- **Daftar Tugas**:
1. Kembalikan tanpa perubahan bagian teks tentang pacaran beda agama, mulai dari "Jadi, salah satu" sampai dengan "gampang dihasut orang?".
2. Jawab pertanyaan berikut berdasarkan teks tentang pacaran beda agama:
(a) Pasangan siapa yang disebut sang senior sebagai contoh hubungan beda agama yang akhirnya bubar?
(b) Menurut teks, makanan apa yang diharamkan di muslim?
(c) Hal apa yang tidak pernah diprotes Maherda setiap sembahyang?

┌─ Kutipan Teks

Jadi, salah satu senior gue pernah bilang...
'Pacaran beda agama itu mustahil banget. Apalagi buat dipake serius sampe nikah. Lo liat kan Lidya Kandau sama Jamal Mirdad? Akhirnya bubar juga!'
Dasar gue anak alay yang doyan ngegalau, gue jadi gampang banget terhasut. 'Iya ya? Mending udahan aja apa ya?'
Tapi sukurnya, setiap gue denger suara Maherda, even hanya lewat telepon, gue berasa dibisikin, 'Kita pasti bisa, sayang'. Dan gue merasa mendapat dorongan lagi. Gue harus belajar gak mengharapkan dukungan dari orang lain. Gue harus belajar untuk gak mudah terpengaruh. We're talking about the marriage, gimana bisa gue pengen nikah tapi masih gampang dihasut orang?
Gue mulai berpikir, ada apa dengan hubungan beda agama? Then I see, beda agama berarti beda cara. Ambil contoh, di Hindu, gue memuja dewa-dewa. Di muslim, mereka menghormati para nabi. Di Hindu, gue gak dilarang makan babi. Di muslim, babi malah diharamkan. Dan masih banyak perbedaan lainnya lagi. Tapi gue gak menemukan hal yang salah dengan perbedaan itu. Bagi gue, kita tetap memuja 1 Tuhan. Bagi gue, kita dilarang berbuat jahat, dan dianjurkan berbuat baik, and so on. Kalaupun gue gak bisa menerima Maherda yang gak makan babi, itu berarti ada yang salah dengan gue. Itu kan kepercayaannya. Kadang, justru yang menghancurkan hubungan kita adalah egoisme sialan yang tidak kita sadari.
Gue mulai merenung, apakah Maherda bisa menerima gue dengan Hindu yang gue anut. Dan jawabannya : SANGAT IYA! Dia gak pernah terlihat jijik ketika gue makan daging babi. Dia gak pernah protes dengan harum dupa yang gue nyalakan setiap sembahyang. Dan dia sangat mendukung gue untuk meningkatkan kualitas kedekatan gue dengan Tuhan, tentu dengan cara Hindu. Hebatnya, dia bahkan tidak pernah meminta gue untuk pindah ke agamanya. Karena dia memiliki kesadaran yang sama bahwa semua agama itu sama. Dan dia bisa menerima itu. Ralat, dan kami bisa menerima itu. Yang harus kita risaukan adalah pihak keluarga yang mungkin masih berfikir bahwa perbedaan agama itu tabu untuk dipertahankan, dan mulai menuntut adanya persamaan. Tapi gue yakin, selama KAMI BERDUA masih sama-sama menghargai agama masing-masing, semuanya pasti bisa kami perjuangkan.

└─
┌─ Data Tercatat

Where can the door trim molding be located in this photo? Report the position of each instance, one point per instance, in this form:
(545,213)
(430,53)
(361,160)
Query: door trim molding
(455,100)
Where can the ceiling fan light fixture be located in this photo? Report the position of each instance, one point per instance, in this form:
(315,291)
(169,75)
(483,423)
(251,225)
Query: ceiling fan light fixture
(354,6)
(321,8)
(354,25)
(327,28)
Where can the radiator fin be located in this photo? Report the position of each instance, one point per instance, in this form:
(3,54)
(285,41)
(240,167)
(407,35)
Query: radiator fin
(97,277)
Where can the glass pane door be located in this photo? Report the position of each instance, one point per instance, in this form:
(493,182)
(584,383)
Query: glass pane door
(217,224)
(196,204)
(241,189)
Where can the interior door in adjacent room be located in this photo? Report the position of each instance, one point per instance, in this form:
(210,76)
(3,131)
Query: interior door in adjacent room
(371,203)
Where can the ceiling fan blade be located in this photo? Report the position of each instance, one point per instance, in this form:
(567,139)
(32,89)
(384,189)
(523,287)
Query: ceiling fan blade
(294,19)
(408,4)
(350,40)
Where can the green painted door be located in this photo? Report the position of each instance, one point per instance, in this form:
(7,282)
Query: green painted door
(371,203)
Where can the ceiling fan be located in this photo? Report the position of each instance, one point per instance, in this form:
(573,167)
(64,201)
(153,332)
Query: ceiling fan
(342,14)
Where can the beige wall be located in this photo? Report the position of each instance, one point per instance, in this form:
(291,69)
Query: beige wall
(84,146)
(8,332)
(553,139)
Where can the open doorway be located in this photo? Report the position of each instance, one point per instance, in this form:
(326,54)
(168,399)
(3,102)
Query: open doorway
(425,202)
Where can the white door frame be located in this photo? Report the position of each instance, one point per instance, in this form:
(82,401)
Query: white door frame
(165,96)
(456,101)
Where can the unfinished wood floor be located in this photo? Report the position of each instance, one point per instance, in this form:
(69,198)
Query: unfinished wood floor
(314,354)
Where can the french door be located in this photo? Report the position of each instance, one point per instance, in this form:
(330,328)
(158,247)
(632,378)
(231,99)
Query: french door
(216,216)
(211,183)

└─

- **Hasil Akhir**:
1.
Jadi, salah satu senior gue pernah bilang...
'Pacaran beda agama itu mustahil banget. Apalagi buat dipake serius sampe nikah. Lo liat kan Lidya Kandau sama Jamal Mirdad? Akhirnya bubar juga!'
Dasar gue anak alay yang doyan ngegalau, gue jadi gampang banget terhasut. 'Iya ya? Mending udahan aja apa ya?'
Tapi sukurnya, setiap gue denger suara Maherda, even hanya lewat telepon, gue berasa dibisikin, 'Kita pasti bisa, sayang'. Dan gue merasa mendapat dorongan lagi. Gue harus belajar gak mengharapkan dukungan dari orang lain. Gue harus belajar untuk gak mudah terpengaruh. We're talking about the marriage, gimana bisa gue pengen nikah tapi masih gampang dihasut orang?

2.
(a) Lidya Kandau dan Jamal Mirdad.
(b) Babi.
(c) Harum dupa yang dinyalakan setiap sembahyang.